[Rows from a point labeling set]
* Start *
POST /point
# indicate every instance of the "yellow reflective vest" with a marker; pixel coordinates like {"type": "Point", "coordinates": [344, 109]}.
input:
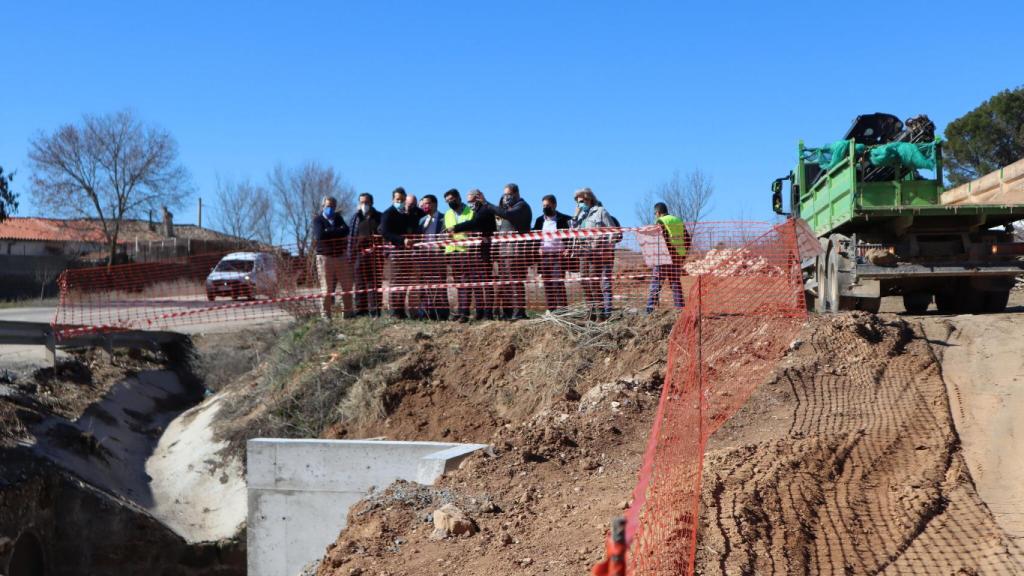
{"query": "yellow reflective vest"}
{"type": "Point", "coordinates": [451, 218]}
{"type": "Point", "coordinates": [677, 233]}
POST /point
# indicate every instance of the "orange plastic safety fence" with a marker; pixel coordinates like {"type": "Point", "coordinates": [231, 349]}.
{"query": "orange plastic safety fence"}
{"type": "Point", "coordinates": [743, 309]}
{"type": "Point", "coordinates": [461, 276]}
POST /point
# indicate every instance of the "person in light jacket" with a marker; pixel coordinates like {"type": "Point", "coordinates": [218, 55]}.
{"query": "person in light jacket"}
{"type": "Point", "coordinates": [597, 255]}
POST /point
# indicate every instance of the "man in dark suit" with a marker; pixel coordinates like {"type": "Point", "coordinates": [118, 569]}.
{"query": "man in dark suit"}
{"type": "Point", "coordinates": [361, 253]}
{"type": "Point", "coordinates": [395, 227]}
{"type": "Point", "coordinates": [551, 252]}
{"type": "Point", "coordinates": [433, 302]}
{"type": "Point", "coordinates": [513, 257]}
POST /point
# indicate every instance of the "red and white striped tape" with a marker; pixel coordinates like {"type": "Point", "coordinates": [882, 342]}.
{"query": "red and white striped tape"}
{"type": "Point", "coordinates": [538, 235]}
{"type": "Point", "coordinates": [147, 323]}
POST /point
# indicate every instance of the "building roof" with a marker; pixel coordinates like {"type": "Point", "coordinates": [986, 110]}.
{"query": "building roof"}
{"type": "Point", "coordinates": [53, 230]}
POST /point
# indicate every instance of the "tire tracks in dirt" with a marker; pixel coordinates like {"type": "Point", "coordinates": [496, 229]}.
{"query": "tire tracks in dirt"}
{"type": "Point", "coordinates": [848, 461]}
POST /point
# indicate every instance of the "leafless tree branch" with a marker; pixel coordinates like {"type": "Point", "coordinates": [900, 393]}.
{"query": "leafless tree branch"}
{"type": "Point", "coordinates": [298, 192]}
{"type": "Point", "coordinates": [687, 197]}
{"type": "Point", "coordinates": [108, 168]}
{"type": "Point", "coordinates": [244, 210]}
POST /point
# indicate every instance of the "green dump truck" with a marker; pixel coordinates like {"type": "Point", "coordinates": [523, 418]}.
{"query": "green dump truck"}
{"type": "Point", "coordinates": [873, 201]}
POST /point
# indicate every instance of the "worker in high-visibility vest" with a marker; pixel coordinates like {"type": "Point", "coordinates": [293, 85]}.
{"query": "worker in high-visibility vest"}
{"type": "Point", "coordinates": [459, 258]}
{"type": "Point", "coordinates": [677, 241]}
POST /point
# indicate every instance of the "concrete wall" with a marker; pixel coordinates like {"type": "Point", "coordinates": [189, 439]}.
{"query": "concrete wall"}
{"type": "Point", "coordinates": [300, 491]}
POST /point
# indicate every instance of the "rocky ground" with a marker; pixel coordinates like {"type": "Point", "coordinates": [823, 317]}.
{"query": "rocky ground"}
{"type": "Point", "coordinates": [847, 459]}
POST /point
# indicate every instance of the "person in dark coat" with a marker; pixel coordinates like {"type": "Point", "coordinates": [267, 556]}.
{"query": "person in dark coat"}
{"type": "Point", "coordinates": [330, 237]}
{"type": "Point", "coordinates": [551, 252]}
{"type": "Point", "coordinates": [364, 257]}
{"type": "Point", "coordinates": [480, 271]}
{"type": "Point", "coordinates": [433, 302]}
{"type": "Point", "coordinates": [395, 225]}
{"type": "Point", "coordinates": [513, 257]}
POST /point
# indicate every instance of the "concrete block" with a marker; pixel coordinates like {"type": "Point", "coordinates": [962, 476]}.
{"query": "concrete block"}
{"type": "Point", "coordinates": [300, 490]}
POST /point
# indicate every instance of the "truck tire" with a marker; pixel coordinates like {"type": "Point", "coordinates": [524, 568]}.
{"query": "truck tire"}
{"type": "Point", "coordinates": [869, 304]}
{"type": "Point", "coordinates": [996, 301]}
{"type": "Point", "coordinates": [916, 302]}
{"type": "Point", "coordinates": [947, 302]}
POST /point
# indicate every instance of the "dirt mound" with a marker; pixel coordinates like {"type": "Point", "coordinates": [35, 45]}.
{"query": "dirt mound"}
{"type": "Point", "coordinates": [848, 460]}
{"type": "Point", "coordinates": [542, 500]}
{"type": "Point", "coordinates": [406, 380]}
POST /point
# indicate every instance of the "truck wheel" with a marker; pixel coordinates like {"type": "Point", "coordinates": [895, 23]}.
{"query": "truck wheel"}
{"type": "Point", "coordinates": [869, 304]}
{"type": "Point", "coordinates": [947, 302]}
{"type": "Point", "coordinates": [996, 301]}
{"type": "Point", "coordinates": [916, 302]}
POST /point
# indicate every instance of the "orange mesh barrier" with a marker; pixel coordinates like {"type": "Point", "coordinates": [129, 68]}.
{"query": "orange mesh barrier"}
{"type": "Point", "coordinates": [444, 277]}
{"type": "Point", "coordinates": [743, 309]}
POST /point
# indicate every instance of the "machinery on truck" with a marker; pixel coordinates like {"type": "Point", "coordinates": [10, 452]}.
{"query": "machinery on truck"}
{"type": "Point", "coordinates": [873, 200]}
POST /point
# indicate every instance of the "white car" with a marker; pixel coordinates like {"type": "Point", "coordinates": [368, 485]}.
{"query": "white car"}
{"type": "Point", "coordinates": [243, 275]}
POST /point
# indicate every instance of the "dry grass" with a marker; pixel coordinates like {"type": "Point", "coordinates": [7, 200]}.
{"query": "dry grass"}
{"type": "Point", "coordinates": [314, 376]}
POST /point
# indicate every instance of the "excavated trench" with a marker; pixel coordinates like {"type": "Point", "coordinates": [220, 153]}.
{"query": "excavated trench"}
{"type": "Point", "coordinates": [78, 446]}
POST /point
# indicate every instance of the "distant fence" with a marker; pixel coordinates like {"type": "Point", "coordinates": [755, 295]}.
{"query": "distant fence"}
{"type": "Point", "coordinates": [742, 312]}
{"type": "Point", "coordinates": [432, 277]}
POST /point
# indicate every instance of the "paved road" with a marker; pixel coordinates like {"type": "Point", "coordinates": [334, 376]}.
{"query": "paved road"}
{"type": "Point", "coordinates": [22, 359]}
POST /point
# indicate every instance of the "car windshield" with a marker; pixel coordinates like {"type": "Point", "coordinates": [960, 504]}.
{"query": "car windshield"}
{"type": "Point", "coordinates": [235, 265]}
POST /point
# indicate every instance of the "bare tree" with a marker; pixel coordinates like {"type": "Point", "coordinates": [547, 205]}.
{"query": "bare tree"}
{"type": "Point", "coordinates": [8, 200]}
{"type": "Point", "coordinates": [688, 197]}
{"type": "Point", "coordinates": [244, 210]}
{"type": "Point", "coordinates": [109, 168]}
{"type": "Point", "coordinates": [298, 193]}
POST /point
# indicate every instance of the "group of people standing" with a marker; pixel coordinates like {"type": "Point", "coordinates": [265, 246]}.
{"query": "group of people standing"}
{"type": "Point", "coordinates": [425, 248]}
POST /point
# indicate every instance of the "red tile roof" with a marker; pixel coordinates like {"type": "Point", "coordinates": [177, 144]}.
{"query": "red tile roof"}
{"type": "Point", "coordinates": [52, 230]}
{"type": "Point", "coordinates": [48, 230]}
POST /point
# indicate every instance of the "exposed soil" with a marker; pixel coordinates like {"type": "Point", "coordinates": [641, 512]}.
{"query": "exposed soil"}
{"type": "Point", "coordinates": [848, 461]}
{"type": "Point", "coordinates": [845, 461]}
{"type": "Point", "coordinates": [415, 380]}
{"type": "Point", "coordinates": [983, 368]}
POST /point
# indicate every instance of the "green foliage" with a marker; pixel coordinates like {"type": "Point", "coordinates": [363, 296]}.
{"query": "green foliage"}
{"type": "Point", "coordinates": [985, 138]}
{"type": "Point", "coordinates": [8, 200]}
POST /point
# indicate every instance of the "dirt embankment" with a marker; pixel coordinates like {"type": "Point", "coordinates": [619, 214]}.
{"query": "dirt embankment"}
{"type": "Point", "coordinates": [983, 368]}
{"type": "Point", "coordinates": [848, 461]}
{"type": "Point", "coordinates": [372, 378]}
{"type": "Point", "coordinates": [75, 497]}
{"type": "Point", "coordinates": [565, 404]}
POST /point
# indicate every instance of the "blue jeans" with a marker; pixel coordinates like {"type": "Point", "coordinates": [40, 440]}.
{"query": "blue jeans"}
{"type": "Point", "coordinates": [665, 273]}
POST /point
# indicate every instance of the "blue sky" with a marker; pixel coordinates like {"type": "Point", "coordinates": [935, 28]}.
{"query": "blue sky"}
{"type": "Point", "coordinates": [474, 94]}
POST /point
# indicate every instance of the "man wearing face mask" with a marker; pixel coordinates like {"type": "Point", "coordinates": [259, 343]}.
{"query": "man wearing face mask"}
{"type": "Point", "coordinates": [552, 252]}
{"type": "Point", "coordinates": [330, 236]}
{"type": "Point", "coordinates": [458, 257]}
{"type": "Point", "coordinates": [394, 228]}
{"type": "Point", "coordinates": [482, 221]}
{"type": "Point", "coordinates": [432, 302]}
{"type": "Point", "coordinates": [513, 257]}
{"type": "Point", "coordinates": [365, 262]}
{"type": "Point", "coordinates": [597, 255]}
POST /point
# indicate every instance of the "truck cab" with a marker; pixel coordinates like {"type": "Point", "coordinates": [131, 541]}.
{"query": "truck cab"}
{"type": "Point", "coordinates": [873, 200]}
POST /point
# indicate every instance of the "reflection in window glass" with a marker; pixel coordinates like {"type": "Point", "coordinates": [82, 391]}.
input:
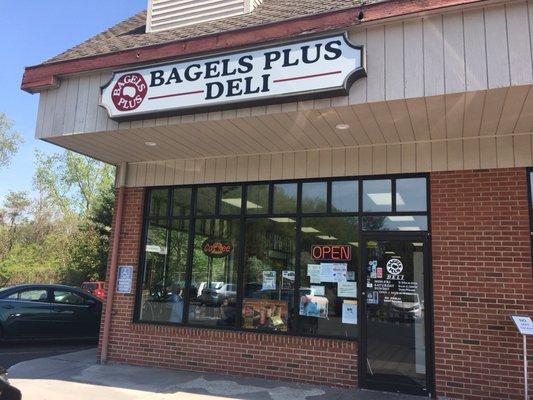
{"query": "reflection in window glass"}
{"type": "Point", "coordinates": [328, 242]}
{"type": "Point", "coordinates": [230, 200]}
{"type": "Point", "coordinates": [377, 195]}
{"type": "Point", "coordinates": [396, 223]}
{"type": "Point", "coordinates": [268, 274]}
{"type": "Point", "coordinates": [181, 202]}
{"type": "Point", "coordinates": [344, 196]}
{"type": "Point", "coordinates": [314, 197]}
{"type": "Point", "coordinates": [411, 194]}
{"type": "Point", "coordinates": [158, 203]}
{"type": "Point", "coordinates": [257, 202]}
{"type": "Point", "coordinates": [206, 200]}
{"type": "Point", "coordinates": [284, 198]}
{"type": "Point", "coordinates": [213, 293]}
{"type": "Point", "coordinates": [163, 277]}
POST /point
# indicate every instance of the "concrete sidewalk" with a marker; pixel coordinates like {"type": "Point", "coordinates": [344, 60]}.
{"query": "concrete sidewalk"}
{"type": "Point", "coordinates": [77, 376]}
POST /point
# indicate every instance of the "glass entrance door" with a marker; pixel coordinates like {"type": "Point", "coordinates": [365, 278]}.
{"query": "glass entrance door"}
{"type": "Point", "coordinates": [394, 338]}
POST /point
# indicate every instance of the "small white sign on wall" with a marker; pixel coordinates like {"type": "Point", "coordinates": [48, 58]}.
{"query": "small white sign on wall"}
{"type": "Point", "coordinates": [124, 279]}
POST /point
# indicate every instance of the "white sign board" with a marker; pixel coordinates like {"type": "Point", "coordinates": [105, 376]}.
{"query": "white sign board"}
{"type": "Point", "coordinates": [124, 279]}
{"type": "Point", "coordinates": [523, 323]}
{"type": "Point", "coordinates": [311, 68]}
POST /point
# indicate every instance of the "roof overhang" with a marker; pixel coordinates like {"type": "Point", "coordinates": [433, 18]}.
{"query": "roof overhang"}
{"type": "Point", "coordinates": [46, 76]}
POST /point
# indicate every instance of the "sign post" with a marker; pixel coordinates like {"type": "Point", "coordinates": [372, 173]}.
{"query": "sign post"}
{"type": "Point", "coordinates": [524, 324]}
* End *
Exercise:
Find every line in the rows above that contains the string "door" and copy each one. Case counts.

Full output:
# indicate every instance of the "glass entrance door" with a marker; pixel coordinates like {"type": "Point", "coordinates": [365, 278]}.
{"query": "glass entrance door"}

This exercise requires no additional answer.